# TASK 1:
In the Text2SQL pipeline guide, explain why the enhanced bootstrap adds personas when it generates pairs from the schema. Use one to three sentences.
# TASK 2:
According to the Text2SQL pipeline guide, which output formats are given as examples for the final dataset?

Text2SQL - Natural Language to SQL

This guide shows how to combine the synthesis components into end-to-end pipelines for different scenarios. Each pipeline addresses a specific use case for generating Text2SQL training data.

Pipeline Fundamentals

Every pipeline follows a common pattern:

Source - Where pairs come from (schema, history, SQL logs)
Transform - How pairs are modified (evolution, validation)
Output - Final dataset format (JSONL, CSV, etc.)

import {
  // Sources
  SchemaSynthesizer,
  MessageExtractor,
  SqlExtractor,
  // Evolution
  BreadthEvolver,
  DepthEvolver,
  // Generators
  PersonaGenerator,
  TeachingsGenerator,
  // Decorators
  ValidatedProducer,
  FilteredProducer,
  DeduplicatedProducer,
} from '@deepagents/text2sql/synthesis';

Scenario A: Bootstrap from Schema

Use case: Starting fresh with no existing data. Generate training pairs directly from your database schema.

Basic Bootstrap

import { SchemaSynthesizer } from '@deepagents/text2sql/synthesis';

const pairs = await new SchemaSynthesizer(adapter, {
    count: 100,
    complexity: ['low', 'medium', 'hard'],
  }).toPairs();

Enhanced Bootstrap with Personas

Generate more realistic questions by using personas that match your actual users:

import {
  SchemaSynthesizer,
  PersonaGenerator,
} from '@deepagents/text2sql/synthesis';

// Step 1: Generate personas from schema
const personas = await new PersonaGenerator(adapter, {
  count: 5,
}).generate();

// Step 2: Generate pairs using personas
const pairs = await new SchemaSynthesizer(adapter, {
    count: 100,
    complexity: ['low', 'medium', 'hard'],
    personas,
  }).toPairs();

Full Bootstrap Pipeline

Complete pipeline with personas, teachings, evolution, and validation:

import {
  SchemaSynthesizer,
  PersonaGenerator,
  TeachingsGenerator,
  BreadthEvolver,
  DepthEvolver,
  ValidatedProducer,
  DeduplicatedProducer,
} from '@deepagents/text2sql/synthesis';

// Step 1: Generate supporting artifacts
const [personas, teachings] = await Promise.all([
  new PersonaGenerator(adapter, { count: 5 }).generate(),
  new TeachingsGenerator(adapter).generate(),
]);

// Step 2: Generate baseline pairs
const baseline = await new SchemaSynthesizer(adapter, {
    count: 50,
    complexity: 'low',
    personas,
    teachings,
  }).toPairs();
console.log(`Baseline: ${baseline.length} pairs`);

// Step 3: Evolve in depth (more complex queries)

# PROVIDED DATA:
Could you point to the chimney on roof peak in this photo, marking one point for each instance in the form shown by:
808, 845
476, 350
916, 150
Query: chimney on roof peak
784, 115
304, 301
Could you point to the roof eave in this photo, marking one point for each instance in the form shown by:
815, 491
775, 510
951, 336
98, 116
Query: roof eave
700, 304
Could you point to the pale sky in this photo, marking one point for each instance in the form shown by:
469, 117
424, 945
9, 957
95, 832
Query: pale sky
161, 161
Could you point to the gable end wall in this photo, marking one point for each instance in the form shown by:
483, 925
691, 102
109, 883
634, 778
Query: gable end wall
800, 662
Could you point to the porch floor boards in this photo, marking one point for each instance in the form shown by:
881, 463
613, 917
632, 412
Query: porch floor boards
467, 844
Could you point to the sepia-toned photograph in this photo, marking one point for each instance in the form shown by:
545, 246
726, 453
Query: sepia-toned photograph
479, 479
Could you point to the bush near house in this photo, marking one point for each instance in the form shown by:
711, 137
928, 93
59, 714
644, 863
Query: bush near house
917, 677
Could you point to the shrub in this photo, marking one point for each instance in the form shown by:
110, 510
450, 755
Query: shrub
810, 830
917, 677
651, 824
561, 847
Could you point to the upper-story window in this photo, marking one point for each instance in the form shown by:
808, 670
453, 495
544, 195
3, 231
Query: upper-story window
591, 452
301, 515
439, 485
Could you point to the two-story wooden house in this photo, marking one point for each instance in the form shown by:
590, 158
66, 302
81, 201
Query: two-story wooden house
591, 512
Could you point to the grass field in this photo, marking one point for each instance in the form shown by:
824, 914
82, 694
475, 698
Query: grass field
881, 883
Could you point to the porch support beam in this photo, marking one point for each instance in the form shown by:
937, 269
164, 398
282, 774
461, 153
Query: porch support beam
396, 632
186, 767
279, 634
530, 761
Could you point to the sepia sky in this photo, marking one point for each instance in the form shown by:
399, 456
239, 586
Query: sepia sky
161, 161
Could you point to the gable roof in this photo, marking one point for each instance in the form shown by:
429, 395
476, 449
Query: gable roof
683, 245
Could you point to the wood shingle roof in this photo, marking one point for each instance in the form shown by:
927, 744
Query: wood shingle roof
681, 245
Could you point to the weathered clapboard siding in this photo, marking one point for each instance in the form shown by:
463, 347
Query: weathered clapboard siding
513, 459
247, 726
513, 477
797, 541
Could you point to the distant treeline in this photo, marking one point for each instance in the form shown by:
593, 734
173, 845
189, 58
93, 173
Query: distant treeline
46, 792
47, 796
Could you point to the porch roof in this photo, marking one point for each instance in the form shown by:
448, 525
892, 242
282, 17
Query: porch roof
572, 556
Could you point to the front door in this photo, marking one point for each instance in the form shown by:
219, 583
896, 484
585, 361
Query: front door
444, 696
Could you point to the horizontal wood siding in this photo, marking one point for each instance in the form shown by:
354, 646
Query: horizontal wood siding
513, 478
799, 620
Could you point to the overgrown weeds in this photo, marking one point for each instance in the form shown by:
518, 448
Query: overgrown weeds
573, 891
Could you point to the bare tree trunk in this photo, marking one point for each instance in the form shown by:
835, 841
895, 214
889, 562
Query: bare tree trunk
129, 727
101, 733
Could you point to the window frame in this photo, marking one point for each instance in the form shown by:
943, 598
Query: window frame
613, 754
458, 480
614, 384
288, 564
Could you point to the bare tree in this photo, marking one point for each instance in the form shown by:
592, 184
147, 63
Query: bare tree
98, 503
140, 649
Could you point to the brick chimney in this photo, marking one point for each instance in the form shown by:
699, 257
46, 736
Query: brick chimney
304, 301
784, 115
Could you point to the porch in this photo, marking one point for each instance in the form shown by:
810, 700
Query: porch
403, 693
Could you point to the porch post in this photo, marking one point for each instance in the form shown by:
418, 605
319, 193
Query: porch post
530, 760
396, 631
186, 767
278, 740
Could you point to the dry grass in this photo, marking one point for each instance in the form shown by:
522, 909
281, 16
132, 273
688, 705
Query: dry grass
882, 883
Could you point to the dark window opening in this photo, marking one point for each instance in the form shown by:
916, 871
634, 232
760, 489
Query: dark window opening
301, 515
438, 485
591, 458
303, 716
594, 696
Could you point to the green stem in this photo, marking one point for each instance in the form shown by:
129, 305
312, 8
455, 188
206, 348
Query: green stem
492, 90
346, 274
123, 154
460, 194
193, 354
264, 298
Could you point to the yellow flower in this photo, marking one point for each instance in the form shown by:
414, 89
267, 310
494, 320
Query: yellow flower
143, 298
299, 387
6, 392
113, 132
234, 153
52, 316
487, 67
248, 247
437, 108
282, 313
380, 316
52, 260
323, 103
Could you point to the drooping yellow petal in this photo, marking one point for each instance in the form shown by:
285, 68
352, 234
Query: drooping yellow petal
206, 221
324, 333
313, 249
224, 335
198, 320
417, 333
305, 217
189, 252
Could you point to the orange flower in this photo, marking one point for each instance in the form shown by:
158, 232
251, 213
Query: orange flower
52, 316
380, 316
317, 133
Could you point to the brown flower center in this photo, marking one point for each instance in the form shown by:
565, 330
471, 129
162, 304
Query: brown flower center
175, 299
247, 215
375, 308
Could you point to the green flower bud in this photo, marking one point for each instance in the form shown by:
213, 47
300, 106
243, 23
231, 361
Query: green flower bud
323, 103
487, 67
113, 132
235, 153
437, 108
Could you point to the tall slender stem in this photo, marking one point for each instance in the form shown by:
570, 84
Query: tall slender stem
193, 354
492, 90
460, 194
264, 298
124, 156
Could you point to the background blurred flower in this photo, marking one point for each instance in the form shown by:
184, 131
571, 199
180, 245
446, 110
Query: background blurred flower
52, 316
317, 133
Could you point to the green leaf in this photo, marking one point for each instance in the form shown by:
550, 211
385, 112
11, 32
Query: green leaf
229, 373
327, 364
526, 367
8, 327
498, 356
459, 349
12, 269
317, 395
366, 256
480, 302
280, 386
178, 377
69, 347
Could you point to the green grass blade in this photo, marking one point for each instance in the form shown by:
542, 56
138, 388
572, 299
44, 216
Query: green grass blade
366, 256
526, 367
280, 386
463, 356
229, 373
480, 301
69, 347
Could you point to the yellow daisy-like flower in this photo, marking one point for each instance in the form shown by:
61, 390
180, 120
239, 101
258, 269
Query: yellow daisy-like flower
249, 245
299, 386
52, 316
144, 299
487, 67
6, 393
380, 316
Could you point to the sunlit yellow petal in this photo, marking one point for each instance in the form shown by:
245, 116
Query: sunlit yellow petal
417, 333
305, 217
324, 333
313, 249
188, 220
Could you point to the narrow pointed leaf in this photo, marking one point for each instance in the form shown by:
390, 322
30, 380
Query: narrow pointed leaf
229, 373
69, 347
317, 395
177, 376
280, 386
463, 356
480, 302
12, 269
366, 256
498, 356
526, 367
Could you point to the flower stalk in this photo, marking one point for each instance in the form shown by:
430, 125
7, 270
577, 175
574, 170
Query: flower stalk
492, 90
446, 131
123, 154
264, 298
---
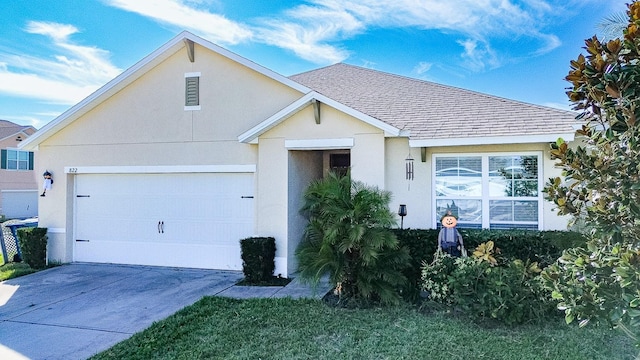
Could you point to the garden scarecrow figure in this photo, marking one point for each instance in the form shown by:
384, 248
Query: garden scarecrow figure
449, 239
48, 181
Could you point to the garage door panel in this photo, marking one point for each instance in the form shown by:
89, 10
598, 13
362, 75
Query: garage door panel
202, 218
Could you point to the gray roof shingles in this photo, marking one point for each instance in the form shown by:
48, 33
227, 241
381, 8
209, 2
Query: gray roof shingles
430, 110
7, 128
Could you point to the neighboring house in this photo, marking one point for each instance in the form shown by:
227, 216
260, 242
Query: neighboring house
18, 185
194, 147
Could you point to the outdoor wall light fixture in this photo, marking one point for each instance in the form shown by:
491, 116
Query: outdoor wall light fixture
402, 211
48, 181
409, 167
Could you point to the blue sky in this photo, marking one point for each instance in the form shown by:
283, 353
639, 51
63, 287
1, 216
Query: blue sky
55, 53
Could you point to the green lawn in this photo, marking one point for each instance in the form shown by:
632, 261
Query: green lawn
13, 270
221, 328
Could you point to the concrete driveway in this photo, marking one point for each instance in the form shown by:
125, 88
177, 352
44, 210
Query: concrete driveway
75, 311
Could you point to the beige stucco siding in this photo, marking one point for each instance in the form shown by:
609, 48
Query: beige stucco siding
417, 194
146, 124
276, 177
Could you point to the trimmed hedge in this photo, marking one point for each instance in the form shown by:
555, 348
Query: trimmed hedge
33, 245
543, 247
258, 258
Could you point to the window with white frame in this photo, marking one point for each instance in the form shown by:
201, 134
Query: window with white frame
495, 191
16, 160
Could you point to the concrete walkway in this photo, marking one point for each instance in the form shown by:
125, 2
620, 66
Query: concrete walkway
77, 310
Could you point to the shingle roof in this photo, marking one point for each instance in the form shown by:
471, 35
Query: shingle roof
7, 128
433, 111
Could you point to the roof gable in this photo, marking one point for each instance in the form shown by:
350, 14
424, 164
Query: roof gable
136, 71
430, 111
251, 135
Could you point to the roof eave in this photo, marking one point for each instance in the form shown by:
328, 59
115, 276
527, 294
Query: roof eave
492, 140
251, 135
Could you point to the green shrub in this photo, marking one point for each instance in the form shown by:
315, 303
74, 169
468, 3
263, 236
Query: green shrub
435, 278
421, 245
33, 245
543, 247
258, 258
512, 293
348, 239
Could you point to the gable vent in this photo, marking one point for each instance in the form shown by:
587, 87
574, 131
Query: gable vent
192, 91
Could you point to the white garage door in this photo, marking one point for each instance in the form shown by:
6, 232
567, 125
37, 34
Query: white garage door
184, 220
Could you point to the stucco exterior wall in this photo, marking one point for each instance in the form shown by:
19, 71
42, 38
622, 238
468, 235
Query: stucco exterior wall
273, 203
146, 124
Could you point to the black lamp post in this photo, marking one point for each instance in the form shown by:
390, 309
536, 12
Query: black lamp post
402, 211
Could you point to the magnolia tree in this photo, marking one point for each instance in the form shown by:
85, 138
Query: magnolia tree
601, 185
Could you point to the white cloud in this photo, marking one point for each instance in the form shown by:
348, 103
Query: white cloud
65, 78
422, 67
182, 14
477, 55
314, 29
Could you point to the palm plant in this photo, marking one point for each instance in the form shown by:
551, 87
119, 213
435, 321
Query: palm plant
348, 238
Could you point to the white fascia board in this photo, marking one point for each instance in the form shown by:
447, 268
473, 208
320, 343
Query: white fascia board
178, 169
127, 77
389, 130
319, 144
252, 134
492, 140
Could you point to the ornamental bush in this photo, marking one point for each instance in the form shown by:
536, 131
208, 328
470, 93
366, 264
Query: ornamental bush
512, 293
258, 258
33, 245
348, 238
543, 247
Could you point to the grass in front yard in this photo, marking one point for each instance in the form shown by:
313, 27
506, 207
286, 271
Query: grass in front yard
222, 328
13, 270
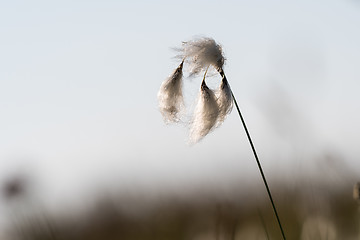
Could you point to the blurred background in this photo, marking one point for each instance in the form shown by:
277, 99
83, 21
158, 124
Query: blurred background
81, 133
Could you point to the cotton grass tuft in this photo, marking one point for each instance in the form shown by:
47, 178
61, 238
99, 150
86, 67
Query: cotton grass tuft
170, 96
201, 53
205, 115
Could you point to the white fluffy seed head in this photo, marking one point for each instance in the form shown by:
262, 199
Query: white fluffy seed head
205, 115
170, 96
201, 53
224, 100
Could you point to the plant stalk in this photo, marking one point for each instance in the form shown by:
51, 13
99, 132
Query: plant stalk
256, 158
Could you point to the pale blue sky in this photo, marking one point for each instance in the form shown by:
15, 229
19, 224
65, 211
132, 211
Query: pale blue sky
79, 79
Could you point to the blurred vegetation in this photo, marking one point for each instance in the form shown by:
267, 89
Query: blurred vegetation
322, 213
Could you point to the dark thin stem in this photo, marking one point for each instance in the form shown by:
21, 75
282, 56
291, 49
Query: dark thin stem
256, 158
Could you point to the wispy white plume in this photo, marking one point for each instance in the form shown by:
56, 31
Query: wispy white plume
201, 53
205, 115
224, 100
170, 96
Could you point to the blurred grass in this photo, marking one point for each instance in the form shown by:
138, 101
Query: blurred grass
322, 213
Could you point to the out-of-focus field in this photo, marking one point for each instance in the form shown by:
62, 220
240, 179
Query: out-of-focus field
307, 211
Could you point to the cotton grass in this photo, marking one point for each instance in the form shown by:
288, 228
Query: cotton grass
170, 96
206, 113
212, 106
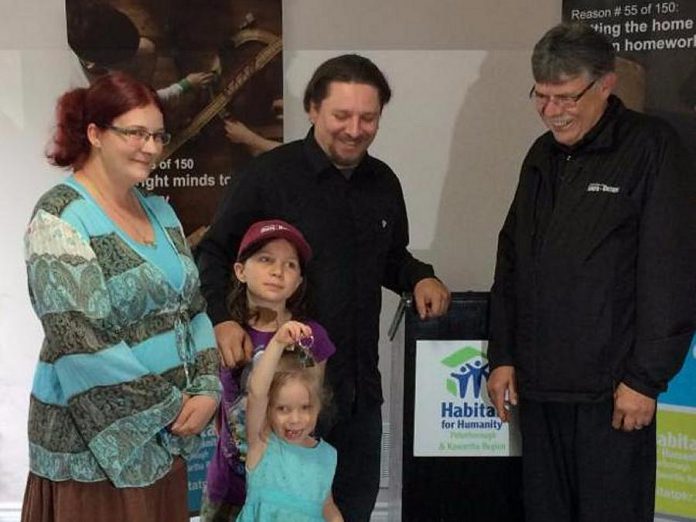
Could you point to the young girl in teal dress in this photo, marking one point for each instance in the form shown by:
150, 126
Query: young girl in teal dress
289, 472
* * *
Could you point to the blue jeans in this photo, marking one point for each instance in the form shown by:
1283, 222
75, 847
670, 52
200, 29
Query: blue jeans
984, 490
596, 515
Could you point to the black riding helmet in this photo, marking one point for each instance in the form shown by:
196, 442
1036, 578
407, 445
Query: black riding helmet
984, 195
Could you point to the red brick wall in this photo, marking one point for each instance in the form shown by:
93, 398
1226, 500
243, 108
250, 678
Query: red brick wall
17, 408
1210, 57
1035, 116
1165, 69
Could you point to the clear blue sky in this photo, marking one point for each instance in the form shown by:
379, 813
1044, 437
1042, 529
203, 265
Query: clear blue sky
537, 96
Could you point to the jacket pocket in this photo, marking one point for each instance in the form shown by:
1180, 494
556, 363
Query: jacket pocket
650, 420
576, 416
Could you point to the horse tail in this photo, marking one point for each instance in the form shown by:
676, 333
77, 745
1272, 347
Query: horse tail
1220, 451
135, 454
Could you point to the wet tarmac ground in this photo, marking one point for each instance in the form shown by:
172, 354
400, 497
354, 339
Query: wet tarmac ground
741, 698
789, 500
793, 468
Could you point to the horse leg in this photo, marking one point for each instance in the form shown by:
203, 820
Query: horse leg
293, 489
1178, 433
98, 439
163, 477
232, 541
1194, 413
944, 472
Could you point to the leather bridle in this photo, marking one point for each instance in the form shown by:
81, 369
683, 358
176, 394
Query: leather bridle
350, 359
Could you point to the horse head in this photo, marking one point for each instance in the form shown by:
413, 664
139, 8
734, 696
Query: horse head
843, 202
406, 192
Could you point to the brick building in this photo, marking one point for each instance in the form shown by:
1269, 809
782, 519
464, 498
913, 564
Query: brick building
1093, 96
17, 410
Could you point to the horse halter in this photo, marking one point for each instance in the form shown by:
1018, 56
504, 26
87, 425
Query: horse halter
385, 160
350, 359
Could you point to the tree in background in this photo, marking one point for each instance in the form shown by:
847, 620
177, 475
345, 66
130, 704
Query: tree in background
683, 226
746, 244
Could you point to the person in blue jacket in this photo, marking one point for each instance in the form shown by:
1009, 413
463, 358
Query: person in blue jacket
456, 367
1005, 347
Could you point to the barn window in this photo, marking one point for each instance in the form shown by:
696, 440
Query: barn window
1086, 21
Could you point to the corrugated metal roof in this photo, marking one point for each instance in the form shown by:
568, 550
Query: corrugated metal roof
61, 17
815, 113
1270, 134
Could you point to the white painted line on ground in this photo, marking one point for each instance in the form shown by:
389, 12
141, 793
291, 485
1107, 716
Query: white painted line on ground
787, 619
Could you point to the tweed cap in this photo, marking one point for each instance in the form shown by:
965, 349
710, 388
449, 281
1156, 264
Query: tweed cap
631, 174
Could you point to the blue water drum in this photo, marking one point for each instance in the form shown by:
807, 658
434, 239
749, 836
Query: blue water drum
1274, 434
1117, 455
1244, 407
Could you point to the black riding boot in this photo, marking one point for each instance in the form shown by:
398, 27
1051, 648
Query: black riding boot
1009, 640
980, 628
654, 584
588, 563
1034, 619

# TASK RESULT 1:
Personas are added to generate more realistic questions. The personas are meant to match the actual users of the database, so the generated questions resemble what those users would ask.

# TASK RESULT 2:
JSONL and CSV.